-- Отрывок страницы --
Около шести утра ребята разбудили «типа». Он их с облегчением выпустил. Они подошли к солдатской цепи. Наконец-то увидели эту самую очередь: черный поток людей на Пушкинской улице, прижатый к домам той стороны, где Колонный зал Дома союзов. «Солдаты так спокойно расступились, – рассказывал Давид, – и мы вошли в этот угрюмый поток. Мы примкнули к очереди замерзших людей возле углового магазина “Колбасы”. И очень даже скоро вошли в этот Колонный зал. И были внутри, шли мимо гроба».

«– И что вы тогда чувствовали? – спросила у Давида театральный критик Римма Кречетова в интервью.

– Точно не помню. Ну, что-то смешанное, траурное и победное: надо же, прошли! Я и сам потом не раз пытался вспомнить, что же я испытал тогда? Что чувствовал? Особенно когда узнал правду о Сталине. Уверен только в одном: ни на секунду не жалею, что поехал, что увидел, что пережил… И, еще раз повторяю, победное чувство, что преодолел, казалось бы, невозможное, – преобладало. И еще: расставание с иллюзиями содержательнее, чем когда одни иллюзии или когда их нет совсем».

«Когда, – вспоминал Давид, – вышли из Колонного зала, было раннее-раннее сероватое утро, начинался новый день. Перед гостиницей “Москва” – пустота. И запомнилось: в этой пустоте, на асфальте какие-то предметы, то ли ботинки, то ли калоши или что-то другое… Почему-то еще не убрано».

На Колонном зале приятели не остановились. Еще раз переночевали на кухне знакомых, и Давид, войдя в победный раж, сказал Марку: «Вот увидишь, мы попадем на похороны, на самую Красную площадь». Но на площадь они не попали, хотя и добрались фактически до стен Кремля. Но в конце Каменного моста наткнулись на тройные заслоны солдат. Из репродукторов гремели речи Молотова, Берии. Ребята видели – с Каменного моста хорошо было видно, – как обезумевшая толпа от Дома Пашкова устремилась в сторону Манежа, прорвав оцепление. Звон разбитого стекла. Крики. Часть толпы замерла. Часть побежала вдоль Манежа. А перед ней – щетина штыков. И толпа остановилась… «Ярость толпы, – говорил Давид, – ничего нет страшнее. Людей охватывает безумие».

Энергия заблуждения, заставившая Давида Боровского моментально сняться с места и отправиться из Киева в Москву на похороны Сталина, явление, что и говорить, из рода гипнотических. Совершенно объяснимая и совершенно на тот момент естественная, она двигала не только Боровским, но и пятнадцатилетним Владимиром Высоцким и многими-многими другими людьми.

-- Поставленная задача 1 --
Ответьте по отрывку на три вопроса:
(a) Около скольки утра ребята разбудили «типа»?
(b) Кто спросил у Давида в интервью, что он тогда чувствовал?
(c) Где ребята наткнулись на тройные заслоны солдат?
-- Поставленная задача 2 --
Подсчитайте, пожалуйста, сколько строк содержат слово «wall», и укажите только число. Регистр учитывается.
Отрывок и строки — отдельные материалы, между собой не связанные.

-- Показанные строки --
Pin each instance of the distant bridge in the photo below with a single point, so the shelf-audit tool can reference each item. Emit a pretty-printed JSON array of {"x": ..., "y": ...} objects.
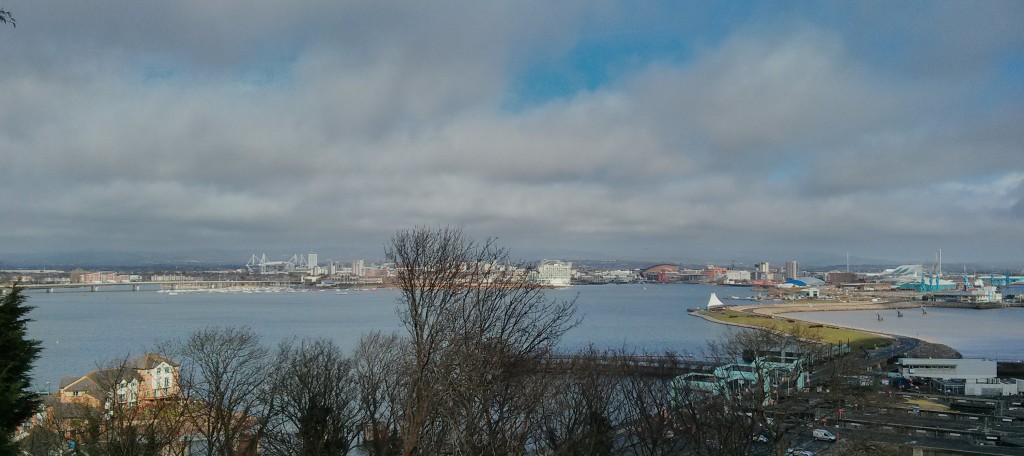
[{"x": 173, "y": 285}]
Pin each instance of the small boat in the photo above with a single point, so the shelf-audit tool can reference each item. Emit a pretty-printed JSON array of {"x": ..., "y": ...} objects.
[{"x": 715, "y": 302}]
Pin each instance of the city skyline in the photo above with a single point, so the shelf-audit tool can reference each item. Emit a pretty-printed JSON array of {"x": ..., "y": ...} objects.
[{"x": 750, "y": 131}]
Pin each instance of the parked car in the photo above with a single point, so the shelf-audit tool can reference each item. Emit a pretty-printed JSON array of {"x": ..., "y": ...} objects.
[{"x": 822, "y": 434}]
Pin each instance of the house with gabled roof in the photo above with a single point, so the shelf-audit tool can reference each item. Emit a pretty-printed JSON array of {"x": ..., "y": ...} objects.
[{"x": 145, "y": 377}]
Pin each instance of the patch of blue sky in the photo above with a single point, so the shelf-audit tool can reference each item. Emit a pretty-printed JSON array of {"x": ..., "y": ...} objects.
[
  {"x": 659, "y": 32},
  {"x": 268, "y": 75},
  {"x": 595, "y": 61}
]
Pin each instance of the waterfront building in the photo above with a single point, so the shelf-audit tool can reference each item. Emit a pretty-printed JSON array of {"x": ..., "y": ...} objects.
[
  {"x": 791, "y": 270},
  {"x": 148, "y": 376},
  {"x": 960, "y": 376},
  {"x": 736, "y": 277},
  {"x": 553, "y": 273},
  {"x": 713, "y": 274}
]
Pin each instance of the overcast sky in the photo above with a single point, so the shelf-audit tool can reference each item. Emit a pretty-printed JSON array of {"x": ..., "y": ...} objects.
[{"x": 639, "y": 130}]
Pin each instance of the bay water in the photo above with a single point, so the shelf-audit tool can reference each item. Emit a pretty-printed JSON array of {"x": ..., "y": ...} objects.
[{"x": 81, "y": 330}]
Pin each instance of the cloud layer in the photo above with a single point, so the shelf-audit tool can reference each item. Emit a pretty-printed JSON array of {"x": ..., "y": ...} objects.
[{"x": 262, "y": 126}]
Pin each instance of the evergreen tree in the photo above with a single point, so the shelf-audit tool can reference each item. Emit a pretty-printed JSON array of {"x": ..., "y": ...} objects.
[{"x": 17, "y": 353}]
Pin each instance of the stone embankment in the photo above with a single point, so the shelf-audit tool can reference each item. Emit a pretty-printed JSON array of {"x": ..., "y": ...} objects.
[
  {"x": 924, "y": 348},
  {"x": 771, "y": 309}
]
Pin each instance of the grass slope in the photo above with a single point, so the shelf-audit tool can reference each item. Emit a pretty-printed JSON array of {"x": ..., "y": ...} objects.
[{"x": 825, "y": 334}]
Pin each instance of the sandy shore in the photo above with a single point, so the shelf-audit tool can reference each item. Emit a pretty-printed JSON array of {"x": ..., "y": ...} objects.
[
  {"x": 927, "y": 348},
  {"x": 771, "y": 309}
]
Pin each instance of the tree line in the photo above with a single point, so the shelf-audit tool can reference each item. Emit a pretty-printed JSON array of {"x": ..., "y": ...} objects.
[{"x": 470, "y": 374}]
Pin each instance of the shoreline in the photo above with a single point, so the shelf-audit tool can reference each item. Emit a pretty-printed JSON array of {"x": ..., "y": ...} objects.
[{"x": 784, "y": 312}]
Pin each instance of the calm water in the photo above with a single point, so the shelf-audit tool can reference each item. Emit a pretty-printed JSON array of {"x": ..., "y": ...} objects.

--

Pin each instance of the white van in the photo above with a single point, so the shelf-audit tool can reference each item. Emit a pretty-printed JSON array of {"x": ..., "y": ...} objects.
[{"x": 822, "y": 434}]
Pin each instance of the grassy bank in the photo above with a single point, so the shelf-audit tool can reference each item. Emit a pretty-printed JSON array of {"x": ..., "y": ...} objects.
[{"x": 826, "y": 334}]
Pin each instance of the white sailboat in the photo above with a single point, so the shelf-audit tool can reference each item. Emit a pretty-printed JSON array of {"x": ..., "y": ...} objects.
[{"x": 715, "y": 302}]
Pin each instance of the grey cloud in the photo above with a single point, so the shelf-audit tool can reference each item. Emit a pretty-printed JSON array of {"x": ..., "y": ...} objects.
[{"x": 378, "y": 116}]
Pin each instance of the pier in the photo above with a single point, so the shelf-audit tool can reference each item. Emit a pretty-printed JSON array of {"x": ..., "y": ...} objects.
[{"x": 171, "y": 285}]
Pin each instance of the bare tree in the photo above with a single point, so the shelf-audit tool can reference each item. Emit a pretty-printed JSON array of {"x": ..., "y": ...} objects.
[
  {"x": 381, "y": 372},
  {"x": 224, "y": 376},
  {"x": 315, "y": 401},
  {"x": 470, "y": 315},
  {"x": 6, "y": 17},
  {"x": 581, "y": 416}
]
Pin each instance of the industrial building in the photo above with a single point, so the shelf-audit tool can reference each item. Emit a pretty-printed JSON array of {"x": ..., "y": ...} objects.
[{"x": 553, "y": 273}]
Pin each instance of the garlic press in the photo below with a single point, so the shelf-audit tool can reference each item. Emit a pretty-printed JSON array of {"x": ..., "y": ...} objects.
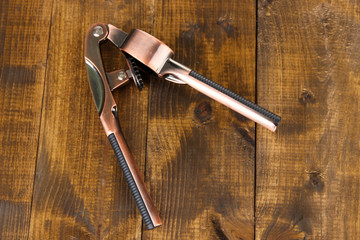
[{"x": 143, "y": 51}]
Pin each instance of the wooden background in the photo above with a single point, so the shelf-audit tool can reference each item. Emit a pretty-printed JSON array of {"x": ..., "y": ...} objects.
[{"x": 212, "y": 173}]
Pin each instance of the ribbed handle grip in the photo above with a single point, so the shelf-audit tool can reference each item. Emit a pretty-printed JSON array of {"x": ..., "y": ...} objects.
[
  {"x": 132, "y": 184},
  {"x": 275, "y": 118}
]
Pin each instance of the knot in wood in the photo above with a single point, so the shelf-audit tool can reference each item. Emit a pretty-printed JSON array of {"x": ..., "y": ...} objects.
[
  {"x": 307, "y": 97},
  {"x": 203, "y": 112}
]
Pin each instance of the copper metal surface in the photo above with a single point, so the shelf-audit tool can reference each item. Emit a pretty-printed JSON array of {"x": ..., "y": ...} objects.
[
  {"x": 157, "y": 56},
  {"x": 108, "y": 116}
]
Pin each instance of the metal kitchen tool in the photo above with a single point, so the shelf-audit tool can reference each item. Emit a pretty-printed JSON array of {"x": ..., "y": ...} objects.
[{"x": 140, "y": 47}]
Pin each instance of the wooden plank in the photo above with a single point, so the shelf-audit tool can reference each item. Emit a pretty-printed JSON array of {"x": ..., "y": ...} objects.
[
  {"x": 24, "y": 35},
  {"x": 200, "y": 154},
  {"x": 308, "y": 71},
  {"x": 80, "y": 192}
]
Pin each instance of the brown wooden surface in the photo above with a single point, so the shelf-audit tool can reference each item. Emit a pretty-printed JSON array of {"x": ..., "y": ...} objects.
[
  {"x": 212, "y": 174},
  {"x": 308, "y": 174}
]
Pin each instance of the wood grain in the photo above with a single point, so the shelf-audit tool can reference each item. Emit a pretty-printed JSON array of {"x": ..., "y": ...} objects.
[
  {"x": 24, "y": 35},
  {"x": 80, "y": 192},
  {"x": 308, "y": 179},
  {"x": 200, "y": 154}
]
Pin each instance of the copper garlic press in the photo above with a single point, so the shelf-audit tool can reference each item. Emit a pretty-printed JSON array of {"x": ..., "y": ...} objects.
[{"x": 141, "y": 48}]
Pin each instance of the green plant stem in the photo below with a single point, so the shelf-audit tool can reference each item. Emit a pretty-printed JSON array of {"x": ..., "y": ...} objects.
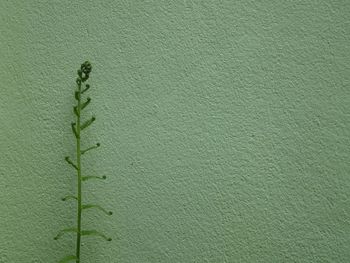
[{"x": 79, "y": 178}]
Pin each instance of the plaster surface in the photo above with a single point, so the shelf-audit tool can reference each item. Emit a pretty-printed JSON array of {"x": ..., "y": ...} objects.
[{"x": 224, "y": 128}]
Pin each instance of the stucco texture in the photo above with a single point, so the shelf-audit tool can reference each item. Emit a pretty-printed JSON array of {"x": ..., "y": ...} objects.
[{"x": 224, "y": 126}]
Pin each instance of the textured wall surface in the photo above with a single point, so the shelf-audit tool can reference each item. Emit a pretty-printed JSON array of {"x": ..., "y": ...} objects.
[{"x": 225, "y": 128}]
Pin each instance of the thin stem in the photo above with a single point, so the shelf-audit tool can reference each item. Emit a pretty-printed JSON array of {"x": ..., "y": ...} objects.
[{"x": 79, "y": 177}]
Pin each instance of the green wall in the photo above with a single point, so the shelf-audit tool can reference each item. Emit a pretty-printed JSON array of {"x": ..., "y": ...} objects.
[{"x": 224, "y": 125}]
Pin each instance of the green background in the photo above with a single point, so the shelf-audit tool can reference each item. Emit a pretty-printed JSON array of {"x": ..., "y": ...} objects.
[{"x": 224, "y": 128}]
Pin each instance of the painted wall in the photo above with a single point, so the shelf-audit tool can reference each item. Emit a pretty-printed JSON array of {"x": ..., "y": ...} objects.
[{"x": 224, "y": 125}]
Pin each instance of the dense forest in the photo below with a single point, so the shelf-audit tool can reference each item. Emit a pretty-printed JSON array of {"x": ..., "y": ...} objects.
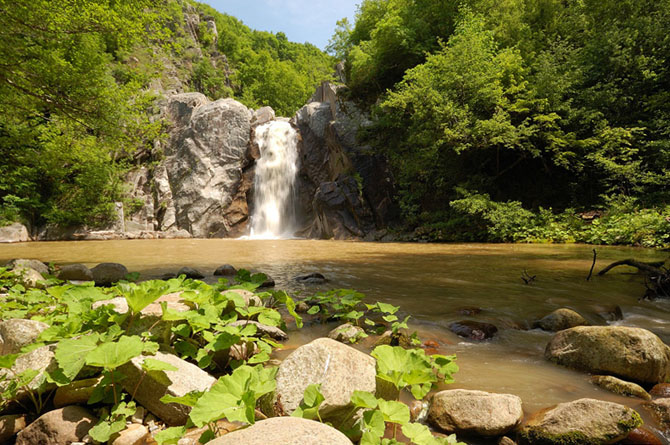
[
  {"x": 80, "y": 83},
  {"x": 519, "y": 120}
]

* * *

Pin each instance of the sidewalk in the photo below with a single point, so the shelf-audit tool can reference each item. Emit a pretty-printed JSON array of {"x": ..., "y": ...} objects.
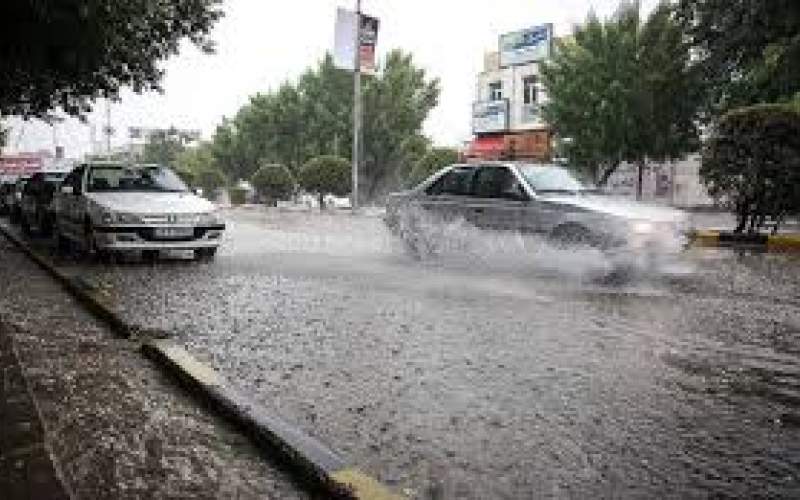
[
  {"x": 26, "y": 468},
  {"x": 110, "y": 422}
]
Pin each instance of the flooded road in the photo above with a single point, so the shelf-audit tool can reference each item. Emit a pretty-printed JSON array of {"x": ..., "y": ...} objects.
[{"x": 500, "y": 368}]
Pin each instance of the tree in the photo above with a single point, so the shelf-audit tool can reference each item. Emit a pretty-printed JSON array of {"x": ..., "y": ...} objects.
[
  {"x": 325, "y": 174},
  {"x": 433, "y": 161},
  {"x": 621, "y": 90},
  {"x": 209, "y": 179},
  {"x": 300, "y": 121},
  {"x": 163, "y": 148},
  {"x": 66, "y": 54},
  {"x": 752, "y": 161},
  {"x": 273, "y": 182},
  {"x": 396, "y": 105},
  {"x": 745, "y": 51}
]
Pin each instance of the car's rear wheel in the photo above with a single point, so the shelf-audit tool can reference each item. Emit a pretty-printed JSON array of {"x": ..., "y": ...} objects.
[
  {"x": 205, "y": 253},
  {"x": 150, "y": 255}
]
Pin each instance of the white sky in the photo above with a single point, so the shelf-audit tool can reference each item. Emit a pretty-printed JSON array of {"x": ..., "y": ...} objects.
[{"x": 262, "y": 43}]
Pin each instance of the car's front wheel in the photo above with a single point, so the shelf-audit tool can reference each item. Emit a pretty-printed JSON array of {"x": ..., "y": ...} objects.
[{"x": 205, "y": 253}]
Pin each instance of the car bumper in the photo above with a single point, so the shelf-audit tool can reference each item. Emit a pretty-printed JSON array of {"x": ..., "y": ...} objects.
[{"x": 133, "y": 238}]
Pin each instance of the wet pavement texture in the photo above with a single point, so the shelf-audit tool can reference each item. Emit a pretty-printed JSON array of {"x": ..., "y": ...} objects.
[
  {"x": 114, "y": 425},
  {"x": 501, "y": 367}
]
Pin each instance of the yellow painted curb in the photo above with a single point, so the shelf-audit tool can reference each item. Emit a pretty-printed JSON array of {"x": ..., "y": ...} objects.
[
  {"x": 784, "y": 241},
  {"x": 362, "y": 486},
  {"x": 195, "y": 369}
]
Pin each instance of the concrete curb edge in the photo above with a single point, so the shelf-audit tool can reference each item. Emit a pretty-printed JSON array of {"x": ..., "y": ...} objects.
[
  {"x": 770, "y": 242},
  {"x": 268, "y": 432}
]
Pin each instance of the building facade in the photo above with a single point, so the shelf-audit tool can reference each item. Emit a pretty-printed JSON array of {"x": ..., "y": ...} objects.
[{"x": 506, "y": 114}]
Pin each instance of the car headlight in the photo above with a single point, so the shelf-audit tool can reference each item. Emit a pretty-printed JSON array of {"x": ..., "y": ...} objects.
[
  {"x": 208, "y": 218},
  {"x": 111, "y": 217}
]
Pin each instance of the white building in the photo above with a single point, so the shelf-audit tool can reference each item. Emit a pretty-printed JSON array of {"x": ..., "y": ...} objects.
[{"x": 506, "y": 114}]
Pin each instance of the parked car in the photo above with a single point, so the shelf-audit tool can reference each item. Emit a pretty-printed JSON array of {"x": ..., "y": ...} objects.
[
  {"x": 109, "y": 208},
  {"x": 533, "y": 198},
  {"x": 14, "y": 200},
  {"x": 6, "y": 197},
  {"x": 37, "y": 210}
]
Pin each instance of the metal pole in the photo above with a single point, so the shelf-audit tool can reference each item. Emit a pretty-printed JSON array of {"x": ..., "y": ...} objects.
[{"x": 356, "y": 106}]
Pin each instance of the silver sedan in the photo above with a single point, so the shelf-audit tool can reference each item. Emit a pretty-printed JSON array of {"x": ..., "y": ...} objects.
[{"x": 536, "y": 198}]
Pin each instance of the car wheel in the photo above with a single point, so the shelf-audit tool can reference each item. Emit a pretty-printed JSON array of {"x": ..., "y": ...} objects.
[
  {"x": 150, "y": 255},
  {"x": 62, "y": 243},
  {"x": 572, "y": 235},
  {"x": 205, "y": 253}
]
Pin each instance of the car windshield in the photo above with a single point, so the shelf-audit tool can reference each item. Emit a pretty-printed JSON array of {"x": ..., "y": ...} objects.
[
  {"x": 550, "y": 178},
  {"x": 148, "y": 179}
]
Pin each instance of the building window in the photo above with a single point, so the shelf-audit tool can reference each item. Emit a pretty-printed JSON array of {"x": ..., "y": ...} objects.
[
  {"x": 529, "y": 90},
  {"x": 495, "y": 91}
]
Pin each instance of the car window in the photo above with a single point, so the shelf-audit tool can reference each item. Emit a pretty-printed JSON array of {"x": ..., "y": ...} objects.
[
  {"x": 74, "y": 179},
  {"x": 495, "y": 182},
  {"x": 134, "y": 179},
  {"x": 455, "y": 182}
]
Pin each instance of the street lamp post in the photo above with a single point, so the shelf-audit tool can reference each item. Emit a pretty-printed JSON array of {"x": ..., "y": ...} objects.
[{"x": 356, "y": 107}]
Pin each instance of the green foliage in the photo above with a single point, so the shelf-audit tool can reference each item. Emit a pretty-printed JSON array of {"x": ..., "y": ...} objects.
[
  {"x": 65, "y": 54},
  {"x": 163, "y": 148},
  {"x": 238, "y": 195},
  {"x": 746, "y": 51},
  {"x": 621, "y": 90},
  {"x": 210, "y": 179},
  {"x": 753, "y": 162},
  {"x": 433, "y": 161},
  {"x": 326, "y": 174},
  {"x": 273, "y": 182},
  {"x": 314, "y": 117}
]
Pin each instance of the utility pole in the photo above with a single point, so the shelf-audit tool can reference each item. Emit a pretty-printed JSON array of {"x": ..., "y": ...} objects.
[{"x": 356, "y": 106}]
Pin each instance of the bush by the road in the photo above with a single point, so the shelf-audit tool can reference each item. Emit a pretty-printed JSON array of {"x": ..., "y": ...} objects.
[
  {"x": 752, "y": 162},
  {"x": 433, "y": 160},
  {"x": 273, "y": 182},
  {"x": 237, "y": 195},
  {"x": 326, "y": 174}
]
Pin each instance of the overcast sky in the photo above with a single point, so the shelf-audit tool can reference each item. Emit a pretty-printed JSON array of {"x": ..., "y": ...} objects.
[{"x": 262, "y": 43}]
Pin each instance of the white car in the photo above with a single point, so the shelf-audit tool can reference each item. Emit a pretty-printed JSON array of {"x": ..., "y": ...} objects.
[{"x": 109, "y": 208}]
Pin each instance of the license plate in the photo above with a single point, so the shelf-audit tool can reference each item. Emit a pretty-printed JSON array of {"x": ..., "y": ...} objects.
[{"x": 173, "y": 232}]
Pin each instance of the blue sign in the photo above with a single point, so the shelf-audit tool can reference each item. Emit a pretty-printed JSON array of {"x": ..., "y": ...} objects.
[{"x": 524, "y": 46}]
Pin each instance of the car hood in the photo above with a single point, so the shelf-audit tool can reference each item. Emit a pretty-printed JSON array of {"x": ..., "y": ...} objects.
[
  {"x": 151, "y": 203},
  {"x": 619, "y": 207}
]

-- Готовый ответ 1 --
(a) Около шести утра.
(b) Театральный критик Римма Кречетова.
(c) В конце Каменного моста.

-- Готовый ответ 2 --
3